◆ **EXERCISE DESCRIPTION**: Update the records below by changing every "outline" to "boundary" and keeping everything else the same. Leave the pictures out of your answer.
** Start **
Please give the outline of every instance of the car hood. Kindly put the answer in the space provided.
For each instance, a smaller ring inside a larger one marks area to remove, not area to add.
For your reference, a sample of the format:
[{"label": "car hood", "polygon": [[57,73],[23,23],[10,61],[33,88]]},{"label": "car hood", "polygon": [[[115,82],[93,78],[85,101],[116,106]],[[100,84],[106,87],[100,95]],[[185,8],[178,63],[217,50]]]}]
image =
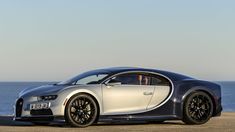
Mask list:
[{"label": "car hood", "polygon": [[43,85],[35,88],[26,88],[19,93],[19,97],[22,96],[42,96],[57,94],[60,90],[64,89],[65,85]]}]

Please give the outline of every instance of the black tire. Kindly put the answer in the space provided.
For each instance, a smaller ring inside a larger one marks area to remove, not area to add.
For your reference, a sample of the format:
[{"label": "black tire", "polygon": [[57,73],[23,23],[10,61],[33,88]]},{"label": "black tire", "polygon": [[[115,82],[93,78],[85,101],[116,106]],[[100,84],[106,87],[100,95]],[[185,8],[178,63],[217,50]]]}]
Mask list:
[{"label": "black tire", "polygon": [[186,124],[199,125],[210,120],[213,114],[211,97],[201,91],[190,94],[184,103],[183,121]]},{"label": "black tire", "polygon": [[65,107],[65,120],[74,127],[87,127],[97,118],[98,107],[95,100],[87,94],[77,94]]}]

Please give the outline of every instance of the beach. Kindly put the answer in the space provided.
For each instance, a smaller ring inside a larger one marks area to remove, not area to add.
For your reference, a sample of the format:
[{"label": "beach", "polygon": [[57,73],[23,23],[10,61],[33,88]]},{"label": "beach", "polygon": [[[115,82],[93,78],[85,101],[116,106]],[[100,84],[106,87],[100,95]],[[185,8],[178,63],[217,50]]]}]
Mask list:
[{"label": "beach", "polygon": [[52,123],[48,126],[35,126],[31,123],[12,121],[10,116],[0,117],[0,132],[104,132],[104,131],[161,131],[161,132],[234,132],[235,112],[224,112],[220,117],[212,118],[203,125],[185,125],[181,121],[166,121],[164,123],[99,123],[87,128],[72,128],[61,123]]}]

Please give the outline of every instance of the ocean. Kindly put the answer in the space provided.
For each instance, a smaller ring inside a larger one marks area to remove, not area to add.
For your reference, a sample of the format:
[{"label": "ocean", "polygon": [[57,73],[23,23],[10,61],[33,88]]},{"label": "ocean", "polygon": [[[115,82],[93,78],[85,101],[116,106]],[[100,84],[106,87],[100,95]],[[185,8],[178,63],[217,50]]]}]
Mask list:
[{"label": "ocean", "polygon": [[[25,89],[55,82],[0,82],[0,115],[12,115],[18,93]],[[222,86],[223,111],[235,111],[235,81],[216,82]]]}]

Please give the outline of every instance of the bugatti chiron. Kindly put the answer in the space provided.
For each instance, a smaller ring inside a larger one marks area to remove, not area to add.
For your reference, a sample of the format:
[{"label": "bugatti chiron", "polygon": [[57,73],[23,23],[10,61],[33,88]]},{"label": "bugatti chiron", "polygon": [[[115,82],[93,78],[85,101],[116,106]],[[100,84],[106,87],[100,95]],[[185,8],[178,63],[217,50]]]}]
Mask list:
[{"label": "bugatti chiron", "polygon": [[136,120],[203,124],[221,111],[218,84],[168,71],[116,67],[23,90],[14,119],[35,124],[62,120],[75,127]]}]

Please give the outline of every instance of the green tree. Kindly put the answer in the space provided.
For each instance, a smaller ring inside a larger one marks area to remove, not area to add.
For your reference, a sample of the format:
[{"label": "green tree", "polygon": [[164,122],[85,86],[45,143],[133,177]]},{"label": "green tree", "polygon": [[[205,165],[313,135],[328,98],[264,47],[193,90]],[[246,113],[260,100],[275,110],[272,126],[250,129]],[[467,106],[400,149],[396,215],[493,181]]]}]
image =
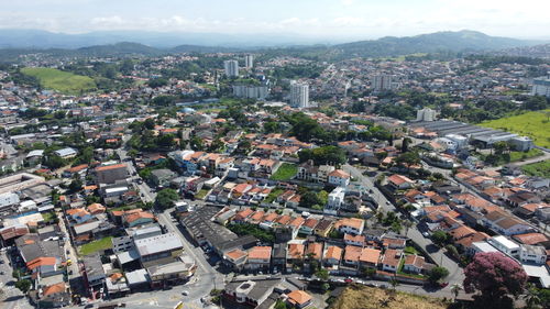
** End **
◆ **EXERCISE RESULT**:
Please give the boundary of every instance of the car hood. Kindly put the answer in the space provided.
For each instance, a smaller ring inside a larger one marks area to remove, not area to add.
For your reference, a sample of the format:
[{"label": "car hood", "polygon": [[57,73],[23,23],[10,61],[33,88]]},{"label": "car hood", "polygon": [[[115,82],[93,78],[85,101],[116,106]],[[100,84],[106,87],[100,95]],[[185,8],[178,63],[217,50]]]}]
image =
Mask list:
[{"label": "car hood", "polygon": [[43,85],[35,88],[26,88],[19,93],[19,97],[22,96],[42,96],[57,94],[60,90],[64,89],[65,85]]}]

Please give the boundary of every instance of the black tire. Kindly put the answer in the space provided.
For each instance, a smaller ring inside a larger one marks area to remove, not area to add.
For your reference, a sample of the format:
[{"label": "black tire", "polygon": [[57,73],[23,23],[10,61],[33,88]]},{"label": "black tire", "polygon": [[[115,82],[93,78],[85,101],[116,106]],[[100,84],[106,87],[100,95]],[[185,8],[178,63],[217,50]]]}]
Mask list:
[{"label": "black tire", "polygon": [[186,124],[199,125],[210,120],[213,114],[211,97],[201,91],[190,94],[184,103],[183,121]]},{"label": "black tire", "polygon": [[65,107],[65,120],[74,127],[87,127],[97,118],[98,107],[95,100],[87,94],[77,94]]}]

Please give the boundary of every instance of the beach. Kindly put the answer in the space provided.
For each instance, a smaller ring inside a larger one marks area to remove, not area to add.
For your reference, a sample of the format:
[{"label": "beach", "polygon": [[57,73],[23,23],[10,61],[33,88]]},{"label": "beach", "polygon": [[[115,82],[93,78],[85,101],[116,106]],[[100,84],[106,87],[100,95]],[[185,8],[178,63],[217,50]]]}]
Mask list:
[{"label": "beach", "polygon": [[52,123],[48,126],[35,126],[31,123],[12,121],[10,116],[0,117],[0,132],[104,132],[104,131],[161,131],[161,132],[234,132],[235,112],[224,112],[220,117],[212,118],[203,125],[185,125],[181,121],[166,121],[164,123],[99,123],[87,128],[72,128],[61,123]]}]

Please give the boundary of every instance of the ocean. Kindly put the answer in the space provided.
For each instance, a smaller ring inside a larger one marks area to remove, not area to add.
For your reference, a sample of the format:
[{"label": "ocean", "polygon": [[57,73],[23,23],[10,61],[33,88]]},{"label": "ocean", "polygon": [[[115,82],[93,78],[85,101],[116,106]],[[100,84],[106,87],[100,95]],[[185,8],[178,63],[217,50]]]}]
Mask list:
[{"label": "ocean", "polygon": [[[25,89],[55,82],[0,82],[0,115],[12,115],[18,93]],[[222,86],[223,111],[235,111],[235,81],[216,82]]]}]

Please give the boundary of every instance of the bugatti chiron. Kindly put the answer in the space provided.
For each instance, a smaller ring inside a larger one marks area to remove, not area to add.
For your reference, a sample of the format:
[{"label": "bugatti chiron", "polygon": [[57,73],[23,23],[10,61],[33,88]]},{"label": "bugatti chiron", "polygon": [[[115,82],[93,78],[85,101],[116,106]],[[100,84],[106,87],[100,95]],[[185,8],[178,63],[217,50]]]}]
Mask list:
[{"label": "bugatti chiron", "polygon": [[136,120],[203,124],[221,111],[218,84],[168,71],[116,67],[23,90],[14,119],[35,124],[62,120],[75,127]]}]

Please give the boundary of every instance of the green tree. Kindly put the answer in the space provided.
For each instance, a smaller ring inside a larger one marks area to remove, not area to add.
For your reference, a sample of the format:
[{"label": "green tree", "polygon": [[164,122],[85,86],[45,143],[133,177]]},{"label": "green tree", "polygon": [[[205,165],[313,135],[328,98],[264,47],[193,90]],[[246,113],[260,100],[275,110],[272,126],[250,129]],[[467,106],[400,149],[396,215],[493,181]]]}]
image =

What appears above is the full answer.